Instruction: Copy out the lines of the data from the one containing "Place a point on every instance of the billboard" through the last line, both included, with no changes.

Source data:
________

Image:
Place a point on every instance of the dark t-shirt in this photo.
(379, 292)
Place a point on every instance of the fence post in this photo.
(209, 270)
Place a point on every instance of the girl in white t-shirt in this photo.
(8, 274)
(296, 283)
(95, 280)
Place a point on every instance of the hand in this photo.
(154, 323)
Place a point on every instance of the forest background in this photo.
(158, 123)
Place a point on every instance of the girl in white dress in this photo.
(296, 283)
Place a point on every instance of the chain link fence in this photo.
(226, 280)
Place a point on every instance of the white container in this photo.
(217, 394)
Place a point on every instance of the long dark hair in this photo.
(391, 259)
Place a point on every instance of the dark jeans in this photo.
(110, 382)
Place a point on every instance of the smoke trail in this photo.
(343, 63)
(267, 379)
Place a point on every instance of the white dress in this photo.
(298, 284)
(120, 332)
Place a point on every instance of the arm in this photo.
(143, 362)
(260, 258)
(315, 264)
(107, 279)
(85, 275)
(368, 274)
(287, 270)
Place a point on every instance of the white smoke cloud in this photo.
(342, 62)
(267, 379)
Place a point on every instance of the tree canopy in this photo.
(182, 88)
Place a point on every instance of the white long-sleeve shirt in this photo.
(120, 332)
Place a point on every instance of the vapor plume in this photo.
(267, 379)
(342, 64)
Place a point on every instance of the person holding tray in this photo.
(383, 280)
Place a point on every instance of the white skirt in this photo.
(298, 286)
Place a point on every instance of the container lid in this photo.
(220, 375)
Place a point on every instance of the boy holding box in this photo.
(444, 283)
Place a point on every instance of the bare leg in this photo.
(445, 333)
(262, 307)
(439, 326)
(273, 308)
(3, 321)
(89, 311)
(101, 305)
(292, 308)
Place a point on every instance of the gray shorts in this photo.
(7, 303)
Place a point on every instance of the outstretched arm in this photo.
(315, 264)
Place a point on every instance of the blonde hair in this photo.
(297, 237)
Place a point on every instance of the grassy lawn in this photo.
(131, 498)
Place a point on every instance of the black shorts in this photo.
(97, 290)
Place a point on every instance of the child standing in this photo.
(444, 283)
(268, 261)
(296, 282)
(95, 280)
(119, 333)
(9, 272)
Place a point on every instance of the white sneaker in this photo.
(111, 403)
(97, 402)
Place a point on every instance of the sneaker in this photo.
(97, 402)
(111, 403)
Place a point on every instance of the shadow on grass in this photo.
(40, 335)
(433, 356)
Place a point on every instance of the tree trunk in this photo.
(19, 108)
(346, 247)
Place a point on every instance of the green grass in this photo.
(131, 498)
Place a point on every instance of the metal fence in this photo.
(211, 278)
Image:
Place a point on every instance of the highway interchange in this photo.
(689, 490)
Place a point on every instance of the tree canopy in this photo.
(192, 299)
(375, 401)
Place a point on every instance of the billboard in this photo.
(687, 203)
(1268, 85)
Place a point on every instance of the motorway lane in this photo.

________

Task output:
Place a point on every instance of the billboard in this photo.
(687, 203)
(1268, 85)
Place a point on every instance of the motorway lane in this photo.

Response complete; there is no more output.